**Exercise instructions**
Set out each line from the following listing that includes the word "instance".

**Provided information**
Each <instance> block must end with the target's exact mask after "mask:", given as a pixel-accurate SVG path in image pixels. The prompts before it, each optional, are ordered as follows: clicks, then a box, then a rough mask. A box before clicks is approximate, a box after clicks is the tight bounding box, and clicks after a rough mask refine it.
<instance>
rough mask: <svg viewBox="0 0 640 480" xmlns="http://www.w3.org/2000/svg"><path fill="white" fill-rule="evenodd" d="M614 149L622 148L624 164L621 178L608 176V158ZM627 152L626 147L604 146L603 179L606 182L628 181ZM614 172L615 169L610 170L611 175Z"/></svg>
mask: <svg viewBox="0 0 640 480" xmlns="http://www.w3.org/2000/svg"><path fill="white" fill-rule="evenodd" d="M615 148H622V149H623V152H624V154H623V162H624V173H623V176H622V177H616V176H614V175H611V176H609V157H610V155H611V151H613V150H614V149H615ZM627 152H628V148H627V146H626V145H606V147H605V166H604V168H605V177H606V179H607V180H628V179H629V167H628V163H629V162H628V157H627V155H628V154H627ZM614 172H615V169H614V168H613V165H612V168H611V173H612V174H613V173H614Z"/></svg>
...
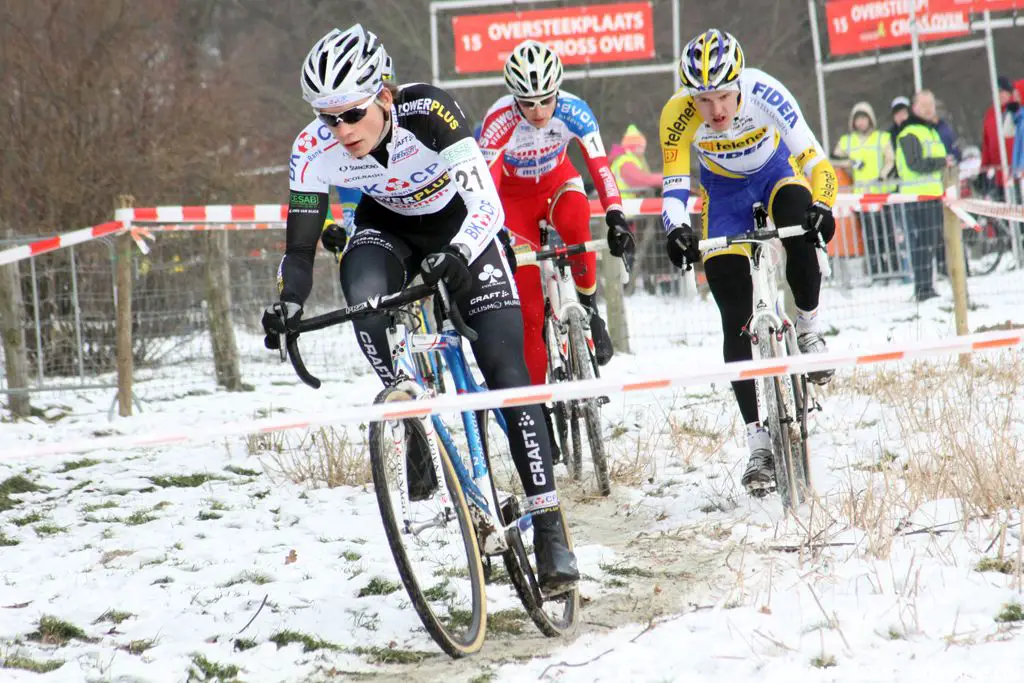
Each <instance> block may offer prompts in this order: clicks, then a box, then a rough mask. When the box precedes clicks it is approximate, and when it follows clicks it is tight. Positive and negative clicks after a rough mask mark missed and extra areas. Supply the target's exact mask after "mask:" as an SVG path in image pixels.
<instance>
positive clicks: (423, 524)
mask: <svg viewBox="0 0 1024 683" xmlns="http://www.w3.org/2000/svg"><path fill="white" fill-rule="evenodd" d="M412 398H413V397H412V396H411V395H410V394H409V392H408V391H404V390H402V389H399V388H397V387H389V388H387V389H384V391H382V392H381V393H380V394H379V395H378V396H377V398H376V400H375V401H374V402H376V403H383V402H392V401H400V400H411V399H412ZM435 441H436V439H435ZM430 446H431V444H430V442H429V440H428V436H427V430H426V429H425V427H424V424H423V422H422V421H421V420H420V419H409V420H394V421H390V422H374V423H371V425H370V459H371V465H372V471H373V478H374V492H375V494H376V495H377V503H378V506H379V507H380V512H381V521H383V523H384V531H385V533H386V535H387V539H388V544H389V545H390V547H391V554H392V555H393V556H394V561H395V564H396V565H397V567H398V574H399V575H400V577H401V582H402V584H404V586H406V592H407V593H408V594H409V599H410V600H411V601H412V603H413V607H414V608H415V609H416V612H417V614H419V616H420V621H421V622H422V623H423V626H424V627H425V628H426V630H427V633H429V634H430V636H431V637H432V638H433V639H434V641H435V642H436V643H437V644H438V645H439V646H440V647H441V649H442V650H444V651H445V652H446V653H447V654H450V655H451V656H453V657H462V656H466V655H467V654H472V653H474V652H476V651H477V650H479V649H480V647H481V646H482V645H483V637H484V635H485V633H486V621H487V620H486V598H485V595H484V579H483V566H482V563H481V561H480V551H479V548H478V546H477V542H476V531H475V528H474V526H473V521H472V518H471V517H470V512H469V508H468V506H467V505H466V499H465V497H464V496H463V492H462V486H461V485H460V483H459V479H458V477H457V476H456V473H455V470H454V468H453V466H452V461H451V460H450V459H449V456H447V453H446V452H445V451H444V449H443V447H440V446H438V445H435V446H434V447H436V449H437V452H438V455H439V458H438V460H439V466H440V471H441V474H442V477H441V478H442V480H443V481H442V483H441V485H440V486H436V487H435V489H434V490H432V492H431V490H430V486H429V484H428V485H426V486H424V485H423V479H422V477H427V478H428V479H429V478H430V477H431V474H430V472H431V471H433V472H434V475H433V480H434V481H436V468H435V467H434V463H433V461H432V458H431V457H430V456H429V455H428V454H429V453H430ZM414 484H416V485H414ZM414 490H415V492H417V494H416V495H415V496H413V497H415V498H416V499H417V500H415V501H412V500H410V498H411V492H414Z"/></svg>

**Problem solution**
Each <instance> block must end with the target's exact mask after "mask:", given as a pixel-accurate SVG path in image pixels. The prompts before it, each optional, are ordered as follows: clicks, then a box, then a rough mask. A box before clicks is approximate, a box after clicks is the tight bounding box, and clicks after a rough mask refine it.
<instance>
Each <instance> block may offer prompts in this order: clicks, then a box, then a rough mask. When the box precedes clicks it is approximate, and when it follows clicks it is tight. Positive and negative clicks after a rough mask mark missed and extra areas. Supply the target's exact mask after "mask:" as an SVG path in image pixels.
<instance>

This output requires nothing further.